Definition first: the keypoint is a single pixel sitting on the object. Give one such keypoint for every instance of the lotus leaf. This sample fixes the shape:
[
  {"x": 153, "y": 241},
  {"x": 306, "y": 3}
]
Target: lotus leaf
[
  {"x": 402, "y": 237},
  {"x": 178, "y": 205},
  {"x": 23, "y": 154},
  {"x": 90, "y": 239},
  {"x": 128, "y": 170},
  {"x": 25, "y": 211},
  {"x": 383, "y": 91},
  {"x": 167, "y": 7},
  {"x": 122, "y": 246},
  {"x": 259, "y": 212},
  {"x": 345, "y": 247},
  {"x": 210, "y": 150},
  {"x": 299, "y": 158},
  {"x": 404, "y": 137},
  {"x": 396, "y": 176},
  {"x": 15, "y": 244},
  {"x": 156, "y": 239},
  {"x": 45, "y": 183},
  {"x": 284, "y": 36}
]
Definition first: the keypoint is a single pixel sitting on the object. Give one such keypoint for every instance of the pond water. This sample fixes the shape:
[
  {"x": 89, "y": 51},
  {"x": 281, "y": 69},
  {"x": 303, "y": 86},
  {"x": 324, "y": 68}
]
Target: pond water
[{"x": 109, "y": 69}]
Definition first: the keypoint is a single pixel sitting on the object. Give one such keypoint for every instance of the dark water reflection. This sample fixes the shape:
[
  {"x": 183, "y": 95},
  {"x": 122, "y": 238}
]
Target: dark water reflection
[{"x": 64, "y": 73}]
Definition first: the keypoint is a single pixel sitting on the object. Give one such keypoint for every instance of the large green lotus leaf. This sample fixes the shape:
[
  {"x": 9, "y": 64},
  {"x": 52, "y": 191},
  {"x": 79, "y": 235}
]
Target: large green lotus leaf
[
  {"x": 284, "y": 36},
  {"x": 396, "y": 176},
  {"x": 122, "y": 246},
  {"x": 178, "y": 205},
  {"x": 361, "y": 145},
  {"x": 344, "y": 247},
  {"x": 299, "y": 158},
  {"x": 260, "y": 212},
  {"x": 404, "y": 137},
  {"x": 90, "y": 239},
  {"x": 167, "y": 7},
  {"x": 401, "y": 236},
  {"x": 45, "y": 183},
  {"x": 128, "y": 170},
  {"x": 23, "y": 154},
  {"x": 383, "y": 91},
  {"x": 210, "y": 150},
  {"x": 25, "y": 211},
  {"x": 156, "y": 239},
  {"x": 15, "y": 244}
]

▸ **Task instructions**
Give the complete listing again, exactly as it appears above.

▸ **Expected answer**
Definition first: the keypoint is a single pixel sitting on the object. Give one such keypoint for every instance of the lotus leaf. This sample fixes the shape:
[
  {"x": 153, "y": 241},
  {"x": 306, "y": 3}
]
Target: lotus leaf
[
  {"x": 402, "y": 237},
  {"x": 178, "y": 205},
  {"x": 23, "y": 154},
  {"x": 90, "y": 239},
  {"x": 128, "y": 170},
  {"x": 25, "y": 211},
  {"x": 383, "y": 91},
  {"x": 167, "y": 7},
  {"x": 122, "y": 246},
  {"x": 259, "y": 212},
  {"x": 345, "y": 247},
  {"x": 210, "y": 150},
  {"x": 299, "y": 158},
  {"x": 404, "y": 137},
  {"x": 396, "y": 176},
  {"x": 15, "y": 244},
  {"x": 156, "y": 239},
  {"x": 45, "y": 183},
  {"x": 284, "y": 36}
]
Definition first: the keypoint is a single pixel sitting on the object. Give one such keypoint for every instance of the pond water. This sample fixes the shape:
[
  {"x": 89, "y": 51},
  {"x": 281, "y": 69},
  {"x": 303, "y": 86},
  {"x": 324, "y": 68}
]
Target: pond water
[{"x": 109, "y": 69}]
Definition first: the keypoint is a single pixel sitting on the object. Give one such keypoint for every instance of the dark water reflection. This sample fixes the shape:
[
  {"x": 183, "y": 95},
  {"x": 122, "y": 238}
]
Target: dark water reflection
[{"x": 64, "y": 73}]
Definition first: the keypoint is a single pixel sitting on the object. Give one such keypoint for every instance of the large green lotus leaf. This sample fixes the shape:
[
  {"x": 9, "y": 64},
  {"x": 52, "y": 191},
  {"x": 79, "y": 235}
]
Target: large green lotus leaf
[
  {"x": 284, "y": 36},
  {"x": 396, "y": 176},
  {"x": 122, "y": 246},
  {"x": 178, "y": 205},
  {"x": 361, "y": 145},
  {"x": 344, "y": 247},
  {"x": 299, "y": 158},
  {"x": 260, "y": 212},
  {"x": 404, "y": 137},
  {"x": 90, "y": 239},
  {"x": 167, "y": 7},
  {"x": 401, "y": 236},
  {"x": 45, "y": 183},
  {"x": 128, "y": 170},
  {"x": 23, "y": 154},
  {"x": 383, "y": 91},
  {"x": 210, "y": 150},
  {"x": 25, "y": 211},
  {"x": 156, "y": 239},
  {"x": 15, "y": 244}
]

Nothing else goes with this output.